What the exercise asks
Take the line containing "terrace, dropping a point on every instance." and all lines after it to the end of the records, and output them exactly.

━━━━━ Record set ━━━━━

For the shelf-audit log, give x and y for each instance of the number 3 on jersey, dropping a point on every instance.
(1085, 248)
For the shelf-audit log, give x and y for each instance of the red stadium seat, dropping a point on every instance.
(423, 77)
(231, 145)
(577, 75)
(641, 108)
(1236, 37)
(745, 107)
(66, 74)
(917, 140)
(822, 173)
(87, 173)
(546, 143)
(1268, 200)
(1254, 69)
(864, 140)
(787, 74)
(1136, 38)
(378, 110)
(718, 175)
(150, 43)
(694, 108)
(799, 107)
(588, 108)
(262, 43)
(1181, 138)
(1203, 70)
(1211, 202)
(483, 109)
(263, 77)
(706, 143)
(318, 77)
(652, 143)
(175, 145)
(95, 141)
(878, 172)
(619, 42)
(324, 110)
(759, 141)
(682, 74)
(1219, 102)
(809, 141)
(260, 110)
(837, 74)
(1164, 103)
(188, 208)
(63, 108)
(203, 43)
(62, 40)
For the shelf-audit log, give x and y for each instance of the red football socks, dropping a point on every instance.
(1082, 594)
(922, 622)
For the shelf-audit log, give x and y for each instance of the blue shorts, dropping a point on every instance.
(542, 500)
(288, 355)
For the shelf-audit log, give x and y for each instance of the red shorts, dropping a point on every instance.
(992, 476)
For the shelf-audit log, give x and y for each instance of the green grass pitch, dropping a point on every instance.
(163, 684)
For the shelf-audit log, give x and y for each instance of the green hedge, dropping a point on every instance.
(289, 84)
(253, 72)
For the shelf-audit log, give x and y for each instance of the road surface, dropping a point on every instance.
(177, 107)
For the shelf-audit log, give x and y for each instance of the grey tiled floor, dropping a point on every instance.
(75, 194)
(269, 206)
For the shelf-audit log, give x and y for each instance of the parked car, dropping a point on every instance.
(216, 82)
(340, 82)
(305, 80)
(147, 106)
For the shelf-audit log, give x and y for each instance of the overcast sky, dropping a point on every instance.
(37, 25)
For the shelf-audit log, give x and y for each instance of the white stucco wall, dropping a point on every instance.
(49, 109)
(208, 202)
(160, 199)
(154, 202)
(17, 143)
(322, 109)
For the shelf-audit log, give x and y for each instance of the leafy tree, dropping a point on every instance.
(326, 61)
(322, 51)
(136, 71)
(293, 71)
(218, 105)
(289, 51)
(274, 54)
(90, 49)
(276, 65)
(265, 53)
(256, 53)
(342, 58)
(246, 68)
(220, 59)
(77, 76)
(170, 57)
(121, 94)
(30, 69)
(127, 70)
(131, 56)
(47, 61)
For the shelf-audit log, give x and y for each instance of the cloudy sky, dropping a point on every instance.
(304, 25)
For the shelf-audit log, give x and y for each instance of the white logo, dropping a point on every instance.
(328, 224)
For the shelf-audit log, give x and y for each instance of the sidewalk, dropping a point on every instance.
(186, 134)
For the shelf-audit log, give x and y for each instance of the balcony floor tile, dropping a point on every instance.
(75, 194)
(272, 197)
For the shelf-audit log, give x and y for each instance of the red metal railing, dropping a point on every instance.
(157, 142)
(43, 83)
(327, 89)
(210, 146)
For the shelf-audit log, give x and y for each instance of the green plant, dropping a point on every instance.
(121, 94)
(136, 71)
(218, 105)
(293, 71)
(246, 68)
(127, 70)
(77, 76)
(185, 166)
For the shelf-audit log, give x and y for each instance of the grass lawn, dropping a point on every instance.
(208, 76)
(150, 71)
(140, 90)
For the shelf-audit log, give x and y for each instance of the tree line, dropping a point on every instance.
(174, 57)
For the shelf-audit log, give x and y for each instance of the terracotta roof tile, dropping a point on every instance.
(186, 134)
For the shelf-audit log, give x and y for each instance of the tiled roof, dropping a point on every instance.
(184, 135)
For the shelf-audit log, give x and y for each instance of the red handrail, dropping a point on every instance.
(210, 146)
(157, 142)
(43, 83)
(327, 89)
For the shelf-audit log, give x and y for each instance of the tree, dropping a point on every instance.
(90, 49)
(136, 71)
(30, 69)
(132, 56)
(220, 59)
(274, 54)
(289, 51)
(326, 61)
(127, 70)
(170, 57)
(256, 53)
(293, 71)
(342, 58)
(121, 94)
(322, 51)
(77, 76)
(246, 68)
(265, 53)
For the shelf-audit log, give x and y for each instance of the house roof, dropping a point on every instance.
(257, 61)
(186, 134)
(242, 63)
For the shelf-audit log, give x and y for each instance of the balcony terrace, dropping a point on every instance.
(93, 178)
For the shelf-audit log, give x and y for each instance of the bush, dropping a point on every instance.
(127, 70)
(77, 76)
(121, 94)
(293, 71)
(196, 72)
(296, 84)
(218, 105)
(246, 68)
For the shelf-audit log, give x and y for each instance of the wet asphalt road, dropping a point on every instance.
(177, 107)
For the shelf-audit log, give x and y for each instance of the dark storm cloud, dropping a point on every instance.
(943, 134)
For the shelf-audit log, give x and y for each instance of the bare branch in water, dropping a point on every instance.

━━━━━

Finished task
For the shelf-audit log, give x and y for each instance of the balcony terrace, dropping a point on every instance.
(93, 178)
For the shelf-audit log, give x and y for each instance of the bush, dropping a point on every instance.
(127, 70)
(77, 76)
(121, 94)
(293, 71)
(196, 72)
(296, 84)
(218, 105)
(246, 68)
For the shelf-audit log, give x and y for each instance of the wet asphalt road, dropping a point on every instance.
(177, 107)
For the shelf-audit log, give x and y for each instance of the dark storm cloud, dropping a point on every instance.
(943, 134)
For the shelf-audit log, give x and y for each instance of the bare branch in water, dropping a point on every instance.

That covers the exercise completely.